DIRECTIONS FOR THIS TASK >>
Only an exact copy of every record counts as an answer.

DATA FOR PROCESSING >>
⁂
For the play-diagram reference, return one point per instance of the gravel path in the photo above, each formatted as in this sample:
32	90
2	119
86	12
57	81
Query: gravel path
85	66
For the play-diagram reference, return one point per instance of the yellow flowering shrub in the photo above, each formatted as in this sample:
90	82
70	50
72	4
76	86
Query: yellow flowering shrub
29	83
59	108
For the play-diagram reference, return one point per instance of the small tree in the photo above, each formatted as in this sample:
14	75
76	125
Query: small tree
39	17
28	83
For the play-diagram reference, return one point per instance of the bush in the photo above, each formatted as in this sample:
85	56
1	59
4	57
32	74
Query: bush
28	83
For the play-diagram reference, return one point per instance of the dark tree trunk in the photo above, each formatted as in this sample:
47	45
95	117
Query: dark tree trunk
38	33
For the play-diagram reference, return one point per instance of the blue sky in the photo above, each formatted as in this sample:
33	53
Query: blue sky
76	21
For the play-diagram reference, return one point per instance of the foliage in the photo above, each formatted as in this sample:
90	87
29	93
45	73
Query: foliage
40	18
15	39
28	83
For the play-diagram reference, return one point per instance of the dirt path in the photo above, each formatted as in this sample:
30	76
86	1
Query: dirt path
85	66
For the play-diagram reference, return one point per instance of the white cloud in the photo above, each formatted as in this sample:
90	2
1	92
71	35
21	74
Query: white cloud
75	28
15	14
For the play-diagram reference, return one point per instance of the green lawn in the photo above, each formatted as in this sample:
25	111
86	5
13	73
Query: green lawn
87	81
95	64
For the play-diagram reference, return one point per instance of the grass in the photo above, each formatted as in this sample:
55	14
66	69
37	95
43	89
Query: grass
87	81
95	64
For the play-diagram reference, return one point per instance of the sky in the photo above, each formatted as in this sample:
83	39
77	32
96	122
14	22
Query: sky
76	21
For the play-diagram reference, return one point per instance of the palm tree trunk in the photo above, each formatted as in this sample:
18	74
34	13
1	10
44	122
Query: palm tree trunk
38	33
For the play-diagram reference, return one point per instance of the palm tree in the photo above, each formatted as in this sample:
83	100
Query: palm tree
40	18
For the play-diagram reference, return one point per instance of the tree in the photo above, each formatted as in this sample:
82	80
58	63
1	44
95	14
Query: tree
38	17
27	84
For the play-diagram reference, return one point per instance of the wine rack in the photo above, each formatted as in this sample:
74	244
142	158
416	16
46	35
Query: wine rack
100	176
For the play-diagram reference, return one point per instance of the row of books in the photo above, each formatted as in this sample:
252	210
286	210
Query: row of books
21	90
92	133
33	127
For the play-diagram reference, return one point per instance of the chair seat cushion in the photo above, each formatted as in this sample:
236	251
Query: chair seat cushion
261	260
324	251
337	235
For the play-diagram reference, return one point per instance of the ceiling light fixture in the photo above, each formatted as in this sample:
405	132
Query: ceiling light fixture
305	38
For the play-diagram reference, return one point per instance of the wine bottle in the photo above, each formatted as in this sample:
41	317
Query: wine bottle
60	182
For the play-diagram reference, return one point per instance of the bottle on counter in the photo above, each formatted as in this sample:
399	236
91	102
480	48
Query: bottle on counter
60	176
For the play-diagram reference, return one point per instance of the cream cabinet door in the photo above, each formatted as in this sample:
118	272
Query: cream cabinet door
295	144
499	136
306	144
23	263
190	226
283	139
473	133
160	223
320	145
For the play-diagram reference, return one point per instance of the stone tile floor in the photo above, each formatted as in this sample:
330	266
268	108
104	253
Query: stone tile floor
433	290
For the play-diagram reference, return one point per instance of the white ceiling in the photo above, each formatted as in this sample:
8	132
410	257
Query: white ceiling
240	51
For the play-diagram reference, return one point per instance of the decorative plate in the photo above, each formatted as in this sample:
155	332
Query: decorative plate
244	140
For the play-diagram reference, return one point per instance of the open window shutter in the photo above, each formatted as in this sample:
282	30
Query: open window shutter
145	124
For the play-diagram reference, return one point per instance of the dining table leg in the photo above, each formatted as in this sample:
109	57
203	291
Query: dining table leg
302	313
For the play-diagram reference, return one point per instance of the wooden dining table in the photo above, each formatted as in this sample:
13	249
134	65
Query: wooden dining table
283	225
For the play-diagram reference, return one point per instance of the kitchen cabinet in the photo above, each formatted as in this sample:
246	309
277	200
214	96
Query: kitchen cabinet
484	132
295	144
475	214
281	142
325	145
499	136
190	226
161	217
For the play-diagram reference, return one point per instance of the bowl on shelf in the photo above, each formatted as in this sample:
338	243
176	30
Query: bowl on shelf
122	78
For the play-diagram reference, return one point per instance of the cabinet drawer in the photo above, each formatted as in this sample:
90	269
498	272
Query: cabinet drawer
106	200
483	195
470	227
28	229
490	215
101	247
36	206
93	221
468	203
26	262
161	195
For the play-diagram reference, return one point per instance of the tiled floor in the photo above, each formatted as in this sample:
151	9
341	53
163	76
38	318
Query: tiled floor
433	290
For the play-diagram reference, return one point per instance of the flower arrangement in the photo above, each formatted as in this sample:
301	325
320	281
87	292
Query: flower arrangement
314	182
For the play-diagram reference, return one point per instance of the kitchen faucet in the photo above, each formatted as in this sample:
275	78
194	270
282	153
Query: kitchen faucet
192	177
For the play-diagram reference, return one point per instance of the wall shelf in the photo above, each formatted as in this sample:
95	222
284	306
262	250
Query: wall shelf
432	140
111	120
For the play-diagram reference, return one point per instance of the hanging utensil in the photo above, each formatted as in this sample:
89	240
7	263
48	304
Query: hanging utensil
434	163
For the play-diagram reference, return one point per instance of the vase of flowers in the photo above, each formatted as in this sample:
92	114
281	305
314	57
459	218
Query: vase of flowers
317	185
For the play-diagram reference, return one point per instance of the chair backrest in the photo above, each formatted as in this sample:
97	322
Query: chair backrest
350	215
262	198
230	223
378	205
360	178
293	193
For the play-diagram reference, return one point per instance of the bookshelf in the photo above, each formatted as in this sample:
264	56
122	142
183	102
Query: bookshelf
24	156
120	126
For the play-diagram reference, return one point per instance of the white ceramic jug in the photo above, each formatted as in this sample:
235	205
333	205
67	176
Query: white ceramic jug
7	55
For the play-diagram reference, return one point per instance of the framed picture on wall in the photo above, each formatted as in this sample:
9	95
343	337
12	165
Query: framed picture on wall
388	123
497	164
⁂
REPLY >>
For the play-diagram reference, return one point per instance of the gravel path in the photo above, each formatted as in this sample:
32	90
2	119
86	12
57	81
Query: gravel path
85	66
For the play-diagram reference, return one point per instance of the yellow flowering shrub in the photo above, each formatted as in this sample:
90	82
70	50
72	4
76	86
Query: yellow flowering shrub
29	83
59	108
For the play-diagram reference, return one point per instance of the small tree in the photo above, each formatted as in this sample:
14	75
76	125
Query: small tree
39	17
28	83
For the play-diagram reference, return one point per instance of the bush in the photo above, each formatted as in this sample:
85	56
1	59
4	57
32	74
Query: bush
28	83
For the play-diagram reference, return one point per instance of the dark tree trunk in the photo above, each formatted as in this sample:
47	45
95	117
Query: dark tree trunk
38	33
For the play-diagram reference, return one point per instance of the blue sky in the photo above, each formatted as in this sample:
33	53
Query: blue sky
76	21
For the play-diagram reference, return one point per instance of the foliage in the photo above, each formatted as in this sample:
90	87
29	93
45	73
Query: foliage
40	18
15	39
28	83
For the play-diagram reference, return one point per instance of the dirt path in the photo above, each formatted as in this sample:
30	76
86	1
Query: dirt path
85	66
For the play-diagram reference, return one point per instance of the white cloud in the photo above, each formatted as in this sample:
90	2
1	92
71	35
21	74
Query: white cloud
75	28
15	14
For the play-diagram reference, return one point per instance of the green lawn in the photo above, each formatted as in this sample:
25	111
86	5
13	73
Query: green lawn
87	81
95	64
For the play-diagram reference, return one point per instance of the grass in the photo above, each formatted as in this sample:
55	14
66	69
37	95
43	89
Query: grass
87	81
95	64
For the play-diagram reference, return one point per instance of the sky in the photo above, each formatted as in this sample:
83	39
77	32
96	122
14	22
Query: sky
76	21
For the play-diagram reference, return one point per instance of the palm tree trunk in the photo above, each formatted as in this sample:
18	74
34	13
1	10
44	122
Query: palm tree trunk
38	33
For the play-diagram reference, return one point per instance of the palm tree in the photo above, each formatted as in this sample:
83	100
Query: palm tree
40	18
For the play-diagram reference, return one point per instance of the tree in the photo above, each formatted as in this sample:
82	80
58	63
1	44
95	14
Query: tree
38	17
27	84
For the play-diagram reference, return one point per instance of the wine rack in the photo above, each formatted as in this sample:
74	244
142	158
416	16
46	35
Query: wine rack
100	176
For the play-diagram reference, return one point per instance of the row of books in the photo above, each formatted as in this sample:
252	210
286	210
Query: row of books
21	90
92	133
33	127
For the play-diagram reference, return one point per instance of the chair seat cushion in the photo above, each formatted as in this sample:
236	251
Query: chair seat cushion
261	260
324	251
337	235
For the play-diagram reference, return one point per instance of the ceiling light fixture in the photo above, each formatted as in this sample:
405	132
Query: ceiling light fixture
305	38
For the play-diagram reference, return one point per instance of the wine bottle in the photo above, each formatted as in this sample:
41	317
Query: wine bottle
60	182
For the play-diagram reference, return one point per instance of the bottle on counter in the photo above, each formatted as in this sample:
399	236
91	102
480	48
Query: bottle on counter
60	176
For the play-diagram reference, return one point per instance of the cream cabinet door in the photo above, each formatted as in this sample:
118	272
Query: cream cabinet door
295	144
499	136
306	144
23	263
190	226
283	139
473	133
160	223
320	145
For the play-diagram reference, return one point per instance of the stone tile floor in the photo above, each formatted as in this sample:
330	266
268	108
104	253
Query: stone tile floor
433	290
For the play-diagram reference, return one point per instance of the white ceiling in the photo above, each formatted as in this sample:
8	132
410	257
Query: white ceiling
240	51
For the play-diagram reference, return one point per instance of the decorative plate in the photo above, each formatted as in this sample:
155	332
Query: decorative plate
244	140
For the play-diagram reference, return one point per instance of the open window shutter in the photo above, each formatted as in this sample:
282	30
Query: open window shutter
145	124
For the play-diagram reference, return one point per instance of the dining table leg in the photo above, each formatted as in this sample:
109	57
203	291
Query: dining table leg
302	313
For the play-diagram reference, return one point per instance of the wooden dining table in the photo above, each formatted as in this sample:
13	249
134	65
Query: wooden dining table
283	225
For the play-diagram reference, return one point per instance of the kitchen cabinet in the photo above, each formatted as in this sample:
246	309
277	200
214	96
Query: kitchen cabinet
484	132
295	144
475	214
281	142
325	145
499	136
190	226
161	217
For the play-diagram reference, return one point per instance of the bowl on shelf in the photo above, each formatted as in this sample:
338	243
176	30
Query: bowl on shelf
122	78
For the play-diagram reference, return one point per instance of the cabinet drawer in the photo above, each formatted as in this sample:
90	269
498	272
Query: cabinet drawer
106	200
483	195
470	227
28	229
490	215
101	247
36	206
93	221
468	203
26	262
161	195
For the play-diagram reference, return one point per instance of the tiled floor in the photo above, each formatted as in this sample:
151	9
341	53
163	76
38	318
Query: tiled floor
433	290
For the play-diagram reference, return one point per instance of the flower arrangement in the photo above, each formatted as in this sample:
301	325
320	281
87	292
Query: flower arrangement
314	182
For the play-diagram reference, return one point per instance of the kitchen faucet in the photo above, each formatted as in this sample:
275	78
194	270
282	153
Query: kitchen faucet
192	177
For the play-diagram reference, return one point per instance of the wall shelf in the photo above, each formatted as in this sample:
95	222
284	306
262	250
Query: wall shelf
432	140
111	120
For the play-diagram reference, return one point per instance of the hanging utensil in the photo above, each formatted as in this sample:
89	240
7	263
48	304
Query: hanging utensil
434	163
For the play-diagram reference, return one point per instance of the vase of flowers in the photo above, each formatted as in this sample:
92	114
281	305
314	57
459	218
Query: vase of flowers
317	185
For the play-diagram reference, return one point per instance of the chair backrest in the photo above, each formatted as in this sample:
97	322
Query: chair backrest
350	215
262	198
230	223
378	205
360	178
293	193
For the play-diagram reference, return one point per instance of the bookshelf in the photo above, each formatted as in this sample:
264	56
122	142
183	102
Query: bookshelf
24	156
120	126
For the play-diagram reference, return one point per instance of the white ceramic jug in the photo above, each formatted as in this sample:
235	205
333	205
67	176
Query: white ceramic jug
7	55
For the play-diagram reference, return one point per instance of the framed picture on wall in the photo above, each formatted as in this sample:
9	95
343	337
12	165
Query: framed picture on wall
388	123
497	164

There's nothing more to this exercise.